What is expected ▸ Copy out the lines beginning with the one that contains "Where can the cab side" and ending with the last line below, exactly as they stand. Pictures are not copied.
── Materials provided ──
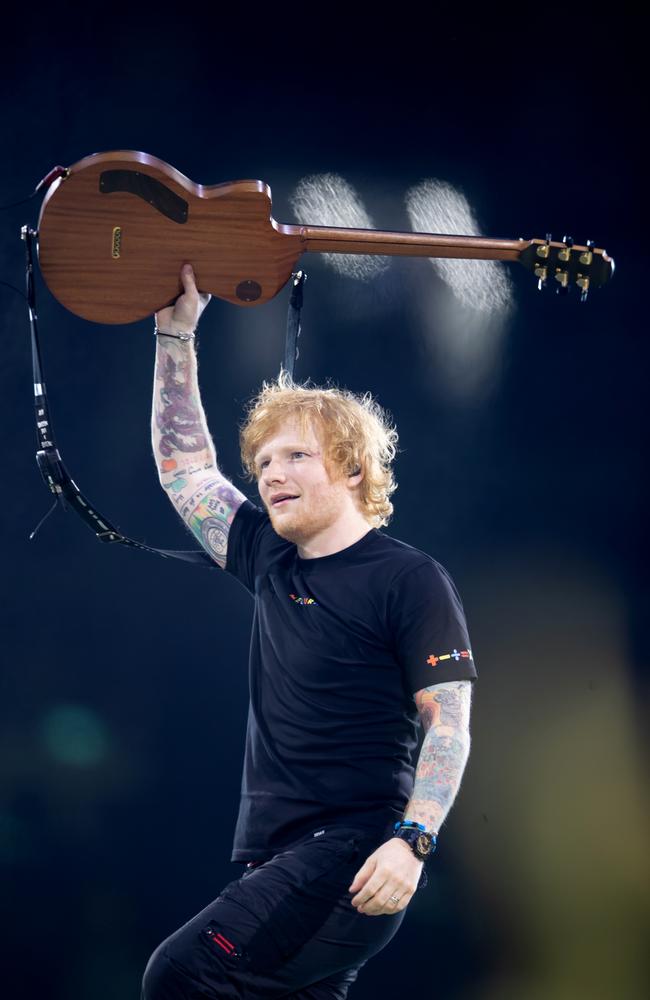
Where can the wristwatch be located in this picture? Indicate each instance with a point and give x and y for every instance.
(422, 844)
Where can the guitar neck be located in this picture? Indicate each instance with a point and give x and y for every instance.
(324, 239)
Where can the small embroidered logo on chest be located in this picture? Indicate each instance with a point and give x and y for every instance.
(303, 600)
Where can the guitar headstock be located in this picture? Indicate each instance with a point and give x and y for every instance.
(563, 265)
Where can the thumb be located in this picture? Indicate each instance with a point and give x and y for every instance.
(187, 277)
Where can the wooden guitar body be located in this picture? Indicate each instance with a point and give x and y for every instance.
(115, 229)
(114, 233)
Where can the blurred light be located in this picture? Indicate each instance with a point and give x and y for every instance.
(74, 735)
(328, 200)
(437, 207)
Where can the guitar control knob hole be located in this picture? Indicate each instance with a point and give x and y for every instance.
(248, 291)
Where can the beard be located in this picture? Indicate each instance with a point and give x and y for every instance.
(306, 518)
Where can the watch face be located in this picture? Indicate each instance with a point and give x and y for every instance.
(424, 843)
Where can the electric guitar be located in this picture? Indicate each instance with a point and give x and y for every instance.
(115, 228)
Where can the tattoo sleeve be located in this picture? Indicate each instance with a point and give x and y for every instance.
(444, 710)
(183, 450)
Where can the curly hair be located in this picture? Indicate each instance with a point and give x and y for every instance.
(356, 433)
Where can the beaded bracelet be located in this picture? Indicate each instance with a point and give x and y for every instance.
(176, 336)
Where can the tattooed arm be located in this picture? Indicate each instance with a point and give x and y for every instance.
(388, 879)
(183, 450)
(444, 710)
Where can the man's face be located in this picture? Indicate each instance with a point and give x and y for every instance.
(295, 486)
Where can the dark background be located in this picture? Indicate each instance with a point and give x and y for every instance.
(124, 682)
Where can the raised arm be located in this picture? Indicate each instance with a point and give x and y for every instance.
(183, 450)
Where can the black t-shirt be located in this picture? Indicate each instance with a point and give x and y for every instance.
(339, 646)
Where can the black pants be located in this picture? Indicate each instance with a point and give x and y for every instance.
(286, 928)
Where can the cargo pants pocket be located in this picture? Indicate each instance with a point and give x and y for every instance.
(284, 903)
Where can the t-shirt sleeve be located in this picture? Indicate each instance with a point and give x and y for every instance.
(252, 545)
(429, 628)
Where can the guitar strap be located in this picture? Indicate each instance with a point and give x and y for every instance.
(291, 351)
(55, 475)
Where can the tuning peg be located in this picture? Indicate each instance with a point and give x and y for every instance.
(562, 277)
(565, 253)
(541, 273)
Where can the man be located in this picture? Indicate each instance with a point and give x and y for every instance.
(354, 634)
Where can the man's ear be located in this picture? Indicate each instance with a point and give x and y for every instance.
(355, 477)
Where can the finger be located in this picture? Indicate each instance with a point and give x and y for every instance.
(362, 875)
(187, 277)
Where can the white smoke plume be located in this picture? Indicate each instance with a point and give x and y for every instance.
(328, 200)
(436, 207)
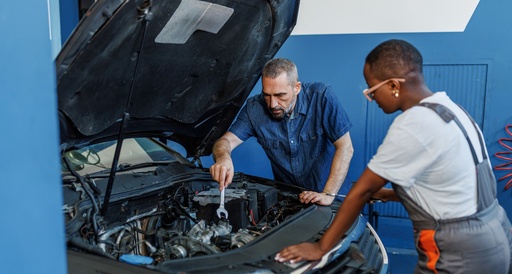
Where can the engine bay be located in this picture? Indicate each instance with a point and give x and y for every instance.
(173, 222)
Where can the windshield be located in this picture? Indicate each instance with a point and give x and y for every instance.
(99, 157)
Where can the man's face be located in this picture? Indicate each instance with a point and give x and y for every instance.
(279, 95)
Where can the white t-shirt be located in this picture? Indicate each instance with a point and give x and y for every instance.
(431, 159)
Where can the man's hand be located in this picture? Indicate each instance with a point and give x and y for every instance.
(307, 197)
(300, 252)
(223, 171)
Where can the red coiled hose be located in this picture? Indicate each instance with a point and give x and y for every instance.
(506, 156)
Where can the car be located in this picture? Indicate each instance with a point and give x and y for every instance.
(145, 87)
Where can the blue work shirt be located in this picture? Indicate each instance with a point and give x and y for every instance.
(299, 146)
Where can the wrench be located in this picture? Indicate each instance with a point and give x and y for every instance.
(221, 210)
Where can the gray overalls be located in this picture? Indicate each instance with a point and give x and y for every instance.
(480, 243)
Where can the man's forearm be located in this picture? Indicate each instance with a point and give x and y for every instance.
(340, 165)
(221, 149)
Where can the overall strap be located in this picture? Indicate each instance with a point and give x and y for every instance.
(447, 115)
(486, 182)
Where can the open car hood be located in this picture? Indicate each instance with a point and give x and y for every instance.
(174, 69)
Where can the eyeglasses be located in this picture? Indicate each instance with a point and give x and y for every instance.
(368, 93)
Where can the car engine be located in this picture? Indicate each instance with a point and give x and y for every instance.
(174, 222)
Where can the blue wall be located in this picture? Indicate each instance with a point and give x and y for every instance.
(339, 59)
(32, 226)
(31, 196)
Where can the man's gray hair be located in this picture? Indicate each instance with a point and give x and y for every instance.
(274, 67)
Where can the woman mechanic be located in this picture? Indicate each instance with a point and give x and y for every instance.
(459, 227)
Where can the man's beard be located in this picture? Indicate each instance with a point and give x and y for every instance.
(281, 111)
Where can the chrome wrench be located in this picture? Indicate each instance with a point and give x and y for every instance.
(221, 210)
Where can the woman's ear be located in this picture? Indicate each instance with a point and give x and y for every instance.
(394, 84)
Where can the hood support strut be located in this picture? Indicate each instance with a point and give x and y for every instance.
(145, 15)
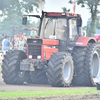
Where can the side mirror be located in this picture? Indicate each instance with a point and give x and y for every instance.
(24, 21)
(79, 22)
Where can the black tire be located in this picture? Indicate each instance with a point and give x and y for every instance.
(5, 62)
(11, 68)
(57, 71)
(39, 77)
(92, 64)
(79, 78)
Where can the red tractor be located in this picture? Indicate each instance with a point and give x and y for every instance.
(60, 55)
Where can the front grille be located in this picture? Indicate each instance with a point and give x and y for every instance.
(34, 51)
(34, 41)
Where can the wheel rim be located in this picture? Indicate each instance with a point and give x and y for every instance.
(21, 73)
(95, 68)
(67, 71)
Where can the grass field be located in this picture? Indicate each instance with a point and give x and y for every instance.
(46, 93)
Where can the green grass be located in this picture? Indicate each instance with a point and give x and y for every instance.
(0, 68)
(46, 93)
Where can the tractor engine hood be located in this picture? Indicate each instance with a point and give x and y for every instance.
(42, 41)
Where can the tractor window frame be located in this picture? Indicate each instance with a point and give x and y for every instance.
(53, 17)
(73, 30)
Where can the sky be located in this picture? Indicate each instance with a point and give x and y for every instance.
(56, 6)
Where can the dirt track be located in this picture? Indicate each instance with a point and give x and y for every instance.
(33, 87)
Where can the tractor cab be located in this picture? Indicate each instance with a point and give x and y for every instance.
(63, 27)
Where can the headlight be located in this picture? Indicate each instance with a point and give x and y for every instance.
(38, 57)
(30, 56)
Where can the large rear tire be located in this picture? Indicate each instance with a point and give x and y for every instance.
(87, 65)
(60, 71)
(79, 78)
(11, 68)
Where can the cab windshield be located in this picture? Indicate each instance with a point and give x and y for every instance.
(54, 28)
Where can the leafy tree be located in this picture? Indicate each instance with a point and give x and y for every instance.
(65, 9)
(93, 8)
(12, 11)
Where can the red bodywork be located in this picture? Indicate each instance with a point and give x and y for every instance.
(83, 41)
(48, 47)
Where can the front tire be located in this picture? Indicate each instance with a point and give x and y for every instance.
(92, 64)
(60, 71)
(39, 77)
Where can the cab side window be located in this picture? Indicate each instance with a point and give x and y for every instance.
(72, 29)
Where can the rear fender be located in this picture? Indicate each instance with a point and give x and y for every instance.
(83, 41)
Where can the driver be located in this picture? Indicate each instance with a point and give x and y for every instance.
(60, 30)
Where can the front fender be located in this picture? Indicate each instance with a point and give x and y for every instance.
(83, 41)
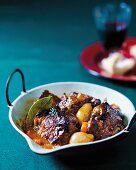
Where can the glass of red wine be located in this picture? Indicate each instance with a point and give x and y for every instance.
(112, 21)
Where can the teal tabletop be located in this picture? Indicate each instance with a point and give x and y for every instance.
(45, 39)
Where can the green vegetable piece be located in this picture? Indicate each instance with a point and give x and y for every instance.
(40, 104)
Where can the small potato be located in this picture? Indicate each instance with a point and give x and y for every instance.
(84, 113)
(97, 109)
(81, 137)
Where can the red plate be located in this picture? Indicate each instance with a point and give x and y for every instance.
(93, 54)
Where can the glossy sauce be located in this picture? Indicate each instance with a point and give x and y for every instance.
(39, 140)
───
Exercise result ▸
Where can the cab side window be located in this picture? Indicate each instance with a point and give x and y for every instance.
(72, 29)
Where can the rear fender be located in this picture? Indicate each instance with a point and give x and y for every instance.
(83, 41)
Where can the driver be located in this picture? Indicate each instance with a point and give x and y for every instance.
(60, 30)
Where can the front fender be located in this picture? Indicate each instance with a point and give x and y for every instance.
(83, 41)
Where can the glass of red wine be located in this picture? Indicate each instance with a point and give x and y for every instance.
(112, 21)
Where can the teal tabletop be located in this picture? Indicate each instance with a point and give x and y for every instance.
(45, 39)
Where can the green vegetable piece be located in this picture? Indicate each instance with a point and give x and y for every instance.
(40, 104)
Where can the small potato be located in this picture? Indicate each instance with a point and give x and y for every instance.
(84, 113)
(97, 109)
(81, 137)
Where can the red plate be located in this picture? Indicate each instance with a point and give x and y for every instance.
(93, 54)
Where can the glossy sauce be located in this picture? Indicate each instance with a point and give x and y for every instance.
(39, 140)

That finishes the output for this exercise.